LIST OF TASKS ->
[1] In the commit message about the chunked IO fix, switch "chunks" to "segments" between "Fix attempt for" and "cause the error.", inclusive, and write that span out again.
[2] According to the commit message about the chunked IO fix, how does the new default setting for when connection shutdown starts compare with the previous one?
[3] Summarize the commit message about the chunked IO fix in two sentences.

PASSAGE SHOWN ->

++++++++++

Fix attempt for "internal error: unknown msg type 115 in Poll()"

Under remote communication overload conditions, the child->parent
chunked IO may start rejecting chunks if over the hard cap.  Some
messages are made of two chunks, accepting the first part, but rejecting
the second can put the parent in a bad state and the next two chunks it
reads are likely to cause the error.

This patch just removes the rejecting functionality completely and so
now relies solely on shutting down remote peer connections to help
alleviate temporary overload conditions. The
"chunked_io_buffer_soft_cap" script variable can now tune when this
shutting down starts happening and the default setting is now double
what it used to be.  For constant overload conditions, communication.log
should keep stating "queue to parent filling up; shutting down heaviest
connection".

An alternative to completely removing the hard cap rejection code could
be ensuring that messages that involve a pair of chunks can never have
the second chunk be rejected when attempting to write it.

Addresses BIT-1376
This commit is contained in:
Jon Siwek 2015-04-16 17:02:44 -05:00
parent 8789d7f527
commit effeaa5b13
6 changed files with 11 additions and 34 deletions

View file

@ -3207,6 +3207,11 @@ const forward_remote_events = F &redef;
## more sophisticated script-level communication framework.
const forward_remote_state_changes = F &redef;
## The number of IO chunks allowed to be buffered between the child
## and parent process of remote communication before Bro starts dropping
## connections to remote peers in an attempt to catch up.
const chunked_io_buffer_soft_cap = 800000 &redef;
## Place-holder constant indicating "no peer".
const PEER_ID_NONE = 0;

++++++++++

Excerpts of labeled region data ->
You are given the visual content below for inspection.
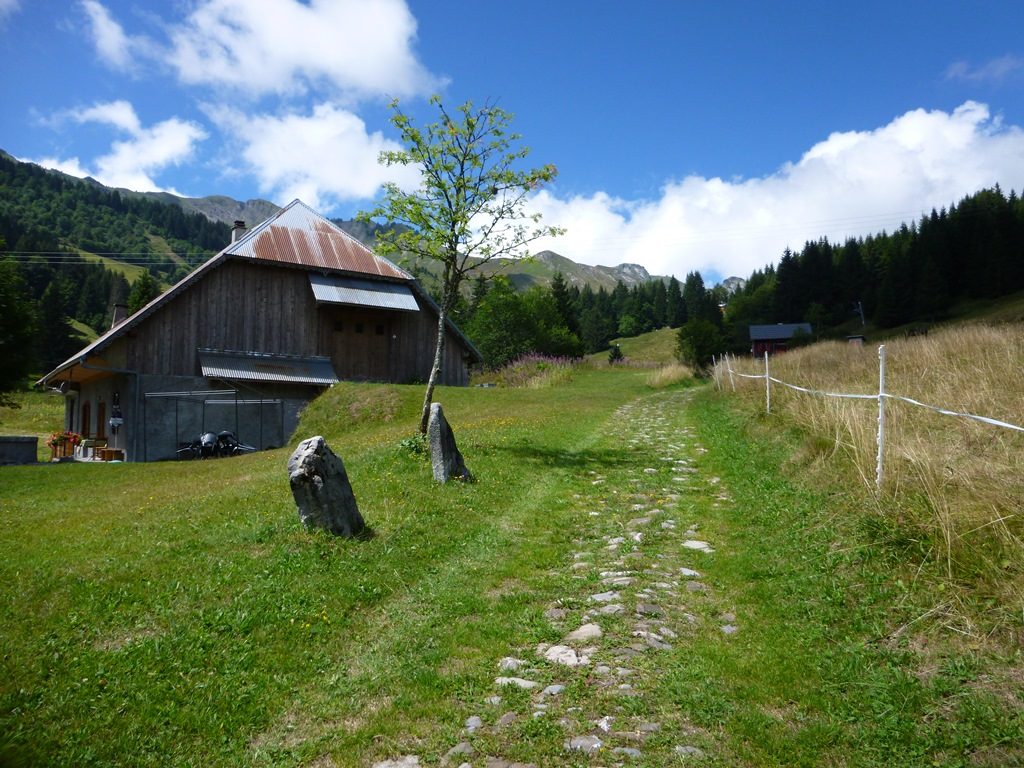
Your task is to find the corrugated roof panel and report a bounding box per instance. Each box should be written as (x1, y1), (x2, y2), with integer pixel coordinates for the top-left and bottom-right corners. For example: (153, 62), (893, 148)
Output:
(309, 272), (420, 312)
(199, 349), (338, 386)
(227, 201), (412, 280)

++++++++++

EXERCISE RESPONSES ->
[1]
Fix attempt for "internal error: unknown msg type 115 in Poll()"

Under remote communication overload conditions, the child->parent
chunked IO may start rejecting segments if over the hard cap.  Some
messages are made of two segments, accepting the first part, but rejecting
the second can put the parent in a bad state and the next two segments it
reads are likely to cause the error.

[2] The default setting is now double what it used to be.

[3] Under remote communication overload, the child-to-parent chunked IO could reject the second chunk of a two-chunk message once over the hard cap, leaving the parent in a bad state that triggers the "unknown msg type 115 in Poll()" error. The patch removes the rejecting functionality entirely and relies only on shutting down remote peer connections, with the "chunked_io_buffer_soft_cap" script variable tuning when shutdown starts and its default doubled.